*Task brief*: Exactly as they appear below, repeat the lines from the one with "x=1251 y=202" through the one with "Query: shed door". Drop every picture.

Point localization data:
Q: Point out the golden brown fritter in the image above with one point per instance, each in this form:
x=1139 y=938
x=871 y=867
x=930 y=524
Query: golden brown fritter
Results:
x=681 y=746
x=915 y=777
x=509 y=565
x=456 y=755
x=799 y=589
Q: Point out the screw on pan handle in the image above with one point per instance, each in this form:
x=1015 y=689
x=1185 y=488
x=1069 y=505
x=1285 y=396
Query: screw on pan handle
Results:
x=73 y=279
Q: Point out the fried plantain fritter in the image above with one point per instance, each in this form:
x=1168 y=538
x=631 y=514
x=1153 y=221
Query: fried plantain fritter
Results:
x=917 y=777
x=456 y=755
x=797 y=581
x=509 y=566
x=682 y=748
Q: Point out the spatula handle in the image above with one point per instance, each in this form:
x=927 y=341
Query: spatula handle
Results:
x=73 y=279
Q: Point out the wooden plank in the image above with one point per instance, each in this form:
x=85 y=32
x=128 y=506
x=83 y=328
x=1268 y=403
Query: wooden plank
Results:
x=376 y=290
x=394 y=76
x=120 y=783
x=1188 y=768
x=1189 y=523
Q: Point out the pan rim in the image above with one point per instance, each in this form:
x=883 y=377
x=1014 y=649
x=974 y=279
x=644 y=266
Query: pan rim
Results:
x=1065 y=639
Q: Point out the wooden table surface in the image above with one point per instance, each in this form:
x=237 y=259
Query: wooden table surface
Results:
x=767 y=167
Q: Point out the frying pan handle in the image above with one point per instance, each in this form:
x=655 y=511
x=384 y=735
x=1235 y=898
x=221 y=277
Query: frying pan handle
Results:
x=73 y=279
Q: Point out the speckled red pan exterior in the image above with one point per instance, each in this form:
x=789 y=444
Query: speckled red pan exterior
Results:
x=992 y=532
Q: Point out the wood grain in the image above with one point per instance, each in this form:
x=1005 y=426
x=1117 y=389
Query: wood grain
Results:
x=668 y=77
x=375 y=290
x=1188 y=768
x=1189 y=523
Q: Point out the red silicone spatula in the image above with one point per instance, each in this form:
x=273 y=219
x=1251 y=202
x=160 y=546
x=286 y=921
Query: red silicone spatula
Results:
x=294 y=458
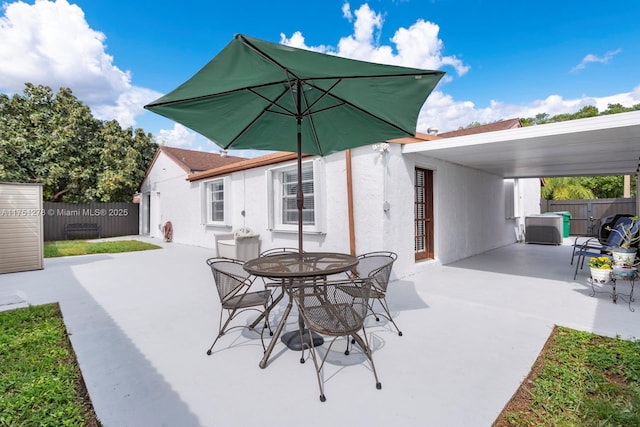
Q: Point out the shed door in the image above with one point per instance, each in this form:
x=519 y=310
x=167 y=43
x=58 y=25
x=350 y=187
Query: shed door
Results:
x=424 y=214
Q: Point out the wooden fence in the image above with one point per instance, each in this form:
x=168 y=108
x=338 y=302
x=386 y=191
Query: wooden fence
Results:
x=114 y=219
x=586 y=214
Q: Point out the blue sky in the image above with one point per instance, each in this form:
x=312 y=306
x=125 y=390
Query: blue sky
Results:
x=503 y=59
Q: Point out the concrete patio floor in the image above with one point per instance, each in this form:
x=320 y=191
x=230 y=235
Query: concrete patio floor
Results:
x=140 y=324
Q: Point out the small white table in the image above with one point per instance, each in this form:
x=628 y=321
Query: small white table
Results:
x=629 y=274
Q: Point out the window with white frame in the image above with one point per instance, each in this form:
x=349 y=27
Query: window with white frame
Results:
x=214 y=202
x=283 y=188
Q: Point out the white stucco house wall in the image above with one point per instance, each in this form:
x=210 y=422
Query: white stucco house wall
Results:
x=473 y=211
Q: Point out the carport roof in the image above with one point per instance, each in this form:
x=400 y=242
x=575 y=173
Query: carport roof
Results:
x=603 y=145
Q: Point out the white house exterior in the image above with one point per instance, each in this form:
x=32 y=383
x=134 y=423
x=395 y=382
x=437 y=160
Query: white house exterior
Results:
x=471 y=208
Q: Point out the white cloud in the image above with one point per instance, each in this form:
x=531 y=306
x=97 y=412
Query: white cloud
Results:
x=179 y=136
x=417 y=46
x=594 y=58
x=443 y=112
x=420 y=46
x=50 y=43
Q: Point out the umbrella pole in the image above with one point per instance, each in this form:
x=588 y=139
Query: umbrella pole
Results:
x=299 y=194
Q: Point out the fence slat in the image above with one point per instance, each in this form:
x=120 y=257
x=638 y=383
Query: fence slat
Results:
x=586 y=214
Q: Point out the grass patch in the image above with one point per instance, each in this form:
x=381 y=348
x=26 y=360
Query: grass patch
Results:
x=40 y=380
x=579 y=379
x=83 y=247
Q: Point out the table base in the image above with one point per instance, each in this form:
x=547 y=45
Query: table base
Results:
x=294 y=342
x=614 y=294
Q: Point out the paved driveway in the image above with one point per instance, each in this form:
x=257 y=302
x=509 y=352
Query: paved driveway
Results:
x=140 y=324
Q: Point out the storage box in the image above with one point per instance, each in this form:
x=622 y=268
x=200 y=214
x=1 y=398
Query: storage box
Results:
x=544 y=229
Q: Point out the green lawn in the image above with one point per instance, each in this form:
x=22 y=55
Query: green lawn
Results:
x=83 y=247
x=40 y=381
x=579 y=379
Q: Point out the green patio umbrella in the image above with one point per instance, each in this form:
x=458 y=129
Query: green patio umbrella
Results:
x=261 y=95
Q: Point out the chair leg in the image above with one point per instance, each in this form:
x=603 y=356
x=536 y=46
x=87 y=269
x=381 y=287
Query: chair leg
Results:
x=364 y=344
x=317 y=366
x=221 y=330
x=578 y=262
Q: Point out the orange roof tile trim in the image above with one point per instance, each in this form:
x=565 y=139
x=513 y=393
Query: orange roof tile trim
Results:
x=257 y=162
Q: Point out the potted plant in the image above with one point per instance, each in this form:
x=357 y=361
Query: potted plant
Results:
x=625 y=253
x=601 y=268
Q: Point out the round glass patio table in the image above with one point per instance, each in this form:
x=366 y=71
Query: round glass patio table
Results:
x=291 y=266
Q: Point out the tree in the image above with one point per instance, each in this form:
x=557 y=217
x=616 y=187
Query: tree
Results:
x=565 y=189
x=54 y=139
x=580 y=187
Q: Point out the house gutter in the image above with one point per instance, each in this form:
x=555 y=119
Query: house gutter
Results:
x=352 y=232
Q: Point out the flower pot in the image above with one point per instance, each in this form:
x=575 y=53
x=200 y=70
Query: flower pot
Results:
x=600 y=275
x=625 y=273
x=623 y=256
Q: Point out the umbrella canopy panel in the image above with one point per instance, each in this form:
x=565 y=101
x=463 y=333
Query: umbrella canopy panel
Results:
x=254 y=94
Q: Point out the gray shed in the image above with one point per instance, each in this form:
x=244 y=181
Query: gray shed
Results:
x=21 y=225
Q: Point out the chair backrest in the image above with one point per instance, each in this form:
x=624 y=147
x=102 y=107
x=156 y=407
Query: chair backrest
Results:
x=279 y=251
x=614 y=238
x=333 y=307
x=229 y=276
x=609 y=223
x=376 y=266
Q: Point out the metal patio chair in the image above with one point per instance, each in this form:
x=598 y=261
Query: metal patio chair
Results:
x=592 y=248
x=377 y=267
x=601 y=241
x=337 y=309
x=233 y=284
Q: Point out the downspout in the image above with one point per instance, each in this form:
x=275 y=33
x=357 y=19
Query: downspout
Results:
x=352 y=232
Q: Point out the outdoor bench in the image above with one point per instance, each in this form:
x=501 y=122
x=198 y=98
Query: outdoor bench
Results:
x=92 y=228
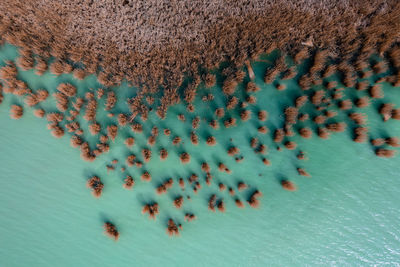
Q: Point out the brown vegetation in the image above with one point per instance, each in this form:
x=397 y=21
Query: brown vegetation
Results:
x=384 y=153
x=178 y=202
x=305 y=132
x=151 y=209
x=129 y=182
x=16 y=112
x=386 y=110
x=146 y=176
x=172 y=228
x=96 y=185
x=111 y=230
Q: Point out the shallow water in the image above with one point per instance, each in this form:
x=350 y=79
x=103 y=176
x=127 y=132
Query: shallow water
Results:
x=347 y=214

*Reply to the task*:
x=1251 y=202
x=160 y=546
x=286 y=921
Query: red silicone spatula
Results:
x=294 y=458
Q: Point out the shed door in the image above with one point per instance, each in this form:
x=519 y=310
x=167 y=43
x=58 y=25
x=350 y=187
Query: shed door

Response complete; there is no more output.